(Beginning of GIVEN PASSAGE)

The following comes from Teri Gartner, a recent Master of Social Work (MSW) graduate from California State University, Long Beach (CSULB), after she and her student group trained with Nathan Swaringen, LCSW, clinical therapist and developer and lead of our It’s About T.I.M.E. (Trauma-Informed Movement in Education) program.
In our final year as MSW students, our capstone project was to assess a community within Long Beach, identify areas of strength and need, and develop an evidence-based project to address one of those needs. The need we discovered and chose to focus on in the 90813 zip code was an academic achievement gap when compared to neighboring regions.
Trauma-informed approaches have shown effectiveness at reducing academic achievement gaps by increasing knowledge of how trauma affects brain development and how it manifests in student behavioral challenges. This understanding leads to the development of a “trauma-informed lens” that increases empathy, patience, and unconditional love which pave the way for more effective approaches to treating behavioral challenges in the school setting. This also creates a more positive school climate in which students feel nurtured and supported. A more positive school climate serves to increase attendance rates while decreasing suspension and expulsion rates, thereby reducing educational achievement gaps.
Having attended The Guidance Center’s screening of Paper Tigers in 2016 at the Art Theatre and hearing Nathan Swaringen, LCSW speak on It’s About T.I.M.E., I knew he would be just the right person to help inform our project. Fortunately, my internship supervisor, Sheri Koller, previously worked for The Guidance Center and knew Nathan’s contact information.
Nathan volunteered his time, passion, and expert knowledge to train our group in the effects of trauma on the brain so that we could share that knowledge and understanding with the Washington Middle School community within the 90813 zip code.
With Nathan’s training, we developed a 45-minute training on trauma for Washington Middle School staff. From the school, 20 voluntary participants attended. Another group of MSW students utilized Nathan’s training by creating a parent-friendly version, and translating their training into Spanish to share with the 28 Spanish-speaking parents that attended.
In both trainings, school staff and parents learned about the diversity of trauma, its effects on brain development, how they as the adults in their children’s or student’s lives can apply this knowledge to facilitate greater emotional connections and relationships, and in turn see increased academic success.
In addition to Nathan’s support, this project was made possible with the help of Helen Makiridis, Assistant Principal at Washington, who provided the time, space, and recruitment of school staff and parents.
The following are a few responses we received after the trainings from participants:
“Trauma is not always obvious and the effects of it can come out in erratic behaviors.”
“It is not just the ‘bad’ that can create trauma, but the lack of ‘good’ that is experienced.”
“Traumatic behavior can be regulated through relationships.”

(End of GIVEN PASSAGE)

▶ _TASKS FOR THIS EXERCISE_:
**1)** Can you rewrite the paragraph in the trauma-training passage that begins "With Nathan's training" as a short bulleted list that keeps its main facts?
**2)** Answer these questions from the trauma-training passage:
(a) Which zip code did the capstone project focus on?
(b) In what year and at what venue did The Guidance Center screen Paper Tigers?
(c) What did Helen Makiridis provide for the project?

(Beginning of RECORDED INFORMATION)

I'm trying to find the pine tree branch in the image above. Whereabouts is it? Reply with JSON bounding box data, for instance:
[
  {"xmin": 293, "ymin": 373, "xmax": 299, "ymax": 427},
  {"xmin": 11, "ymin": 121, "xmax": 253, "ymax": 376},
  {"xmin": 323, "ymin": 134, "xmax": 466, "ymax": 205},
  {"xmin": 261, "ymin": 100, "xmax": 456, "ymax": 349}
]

(End of RECORDED INFORMATION)

▶ _RESULTS_:
**1)**
- Using Nathan's training, the group developed a 45-minute trauma training for Washington Middle School staff.
- 20 voluntary participants from the school attended.
- Another group of MSW students created a parent-friendly version, translated it into Spanish, and shared it with the 28 Spanish-speaking parents who attended.

**2)**
(a) 90813
(b) 2016, at the Art Theatre
(c) The time, space, and recruitment of school staff and parents